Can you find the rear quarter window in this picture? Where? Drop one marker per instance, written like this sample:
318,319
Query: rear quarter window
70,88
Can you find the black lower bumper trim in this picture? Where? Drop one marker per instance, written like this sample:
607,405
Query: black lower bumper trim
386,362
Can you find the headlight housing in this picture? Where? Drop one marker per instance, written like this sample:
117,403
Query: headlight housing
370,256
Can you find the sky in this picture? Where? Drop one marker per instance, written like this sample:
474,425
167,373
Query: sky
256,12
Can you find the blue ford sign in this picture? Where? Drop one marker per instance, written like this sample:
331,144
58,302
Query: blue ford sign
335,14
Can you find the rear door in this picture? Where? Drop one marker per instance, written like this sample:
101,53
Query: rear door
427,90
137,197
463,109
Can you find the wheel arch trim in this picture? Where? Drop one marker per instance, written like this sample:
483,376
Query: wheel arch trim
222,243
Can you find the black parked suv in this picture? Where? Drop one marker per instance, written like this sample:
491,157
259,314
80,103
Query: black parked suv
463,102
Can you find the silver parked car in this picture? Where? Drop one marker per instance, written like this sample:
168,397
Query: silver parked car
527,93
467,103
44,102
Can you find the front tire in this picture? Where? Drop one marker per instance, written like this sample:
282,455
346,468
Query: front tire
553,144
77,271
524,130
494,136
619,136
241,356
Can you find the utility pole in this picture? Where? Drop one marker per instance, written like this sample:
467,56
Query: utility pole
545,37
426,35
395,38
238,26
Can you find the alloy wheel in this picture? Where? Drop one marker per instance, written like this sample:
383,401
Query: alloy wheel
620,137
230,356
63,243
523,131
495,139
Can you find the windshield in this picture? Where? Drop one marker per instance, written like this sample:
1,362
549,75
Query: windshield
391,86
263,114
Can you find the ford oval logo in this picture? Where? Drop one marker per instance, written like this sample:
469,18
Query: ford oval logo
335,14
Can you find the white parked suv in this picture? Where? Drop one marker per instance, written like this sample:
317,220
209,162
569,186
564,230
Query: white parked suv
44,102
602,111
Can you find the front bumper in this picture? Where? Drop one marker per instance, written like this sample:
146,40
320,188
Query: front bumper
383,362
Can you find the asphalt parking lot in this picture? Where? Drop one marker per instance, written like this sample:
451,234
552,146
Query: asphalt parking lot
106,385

··········

TASK GOAL
The answer must be the full listing, repeated exactly.

RESULT
Can you find the rear quarter window in this picture? Where? Drop one marker per instance, written like this sample:
318,319
Query: rear quarter window
70,88
Can you find the black lower bumper trim in this picture? Where? Drop one marker per instance, written like this sample:
607,405
Query: black lower bumper trim
386,362
Can you find the headlight housing in this picture? Where? Drop one marker per instance, written like this sample:
117,403
Query: headlight housing
370,256
Can you find the sky in this picture? Where? Drop one marker per instance, written like this sample:
474,425
167,373
Query: sky
256,12
Can you find the blue ford sign in this picture? Where? Drop one marker per instance, written like this sample:
331,144
58,302
Query: blue ford sign
335,14
Can you find the rear door in this picture? Where? Drop one marker per instance, written like this sample:
101,53
Query: rear door
427,90
137,197
463,109
Can you find the wheel arch trim in this picture? Where? Drop one marker per instance, written like this sample:
483,376
Query: wheel arch trim
222,243
Can you find the black parked suv in this picture? Where? Drop one marker per instance, written like this sample:
491,157
259,314
80,103
Query: black parked suv
463,102
Can you find the silver parked car in this picture? Where? Drop one marker per instance, written like this sample:
168,397
Query: silver parked car
527,93
467,103
44,102
Can you find the front tire in this picture? Where? Drop one marker per instance, written like this sample:
282,455
346,468
Query: front tire
553,144
77,271
524,130
494,136
619,136
241,356
Can you find the utility pole in this picture? Where? Drop one marker per instance, written like this sample:
467,56
Query: utility pole
545,37
426,35
395,38
238,26
Can you find the alloy wheel in this picture? Where? Drop one marker per instance, written like this sample:
383,401
Query: alloy wheel
620,137
230,356
63,243
523,131
495,139
Can you find the windshield in this picture? Where? Drop one marker per instance, written like this sample:
1,362
549,75
Query: windshield
391,86
263,114
Can you find the ford oval logo in this picture? Where? Drop one marker per instance, written like this sample:
469,18
Query: ford oval logo
335,14
Can you find the white parked suv in this picture? Where? Drop one marker per instance, written like this sample:
317,220
209,162
569,186
564,230
Query: white parked suv
44,102
602,111
Can you find the front bumper in this picture? Where? Drop one marker per instance, written like this sample:
146,40
320,188
Query: front bumper
383,362
Can you find the asphalt parking lot in this picture? Where? Drop one marker per instance, written like this sample:
451,234
552,146
Query: asphalt parking lot
106,385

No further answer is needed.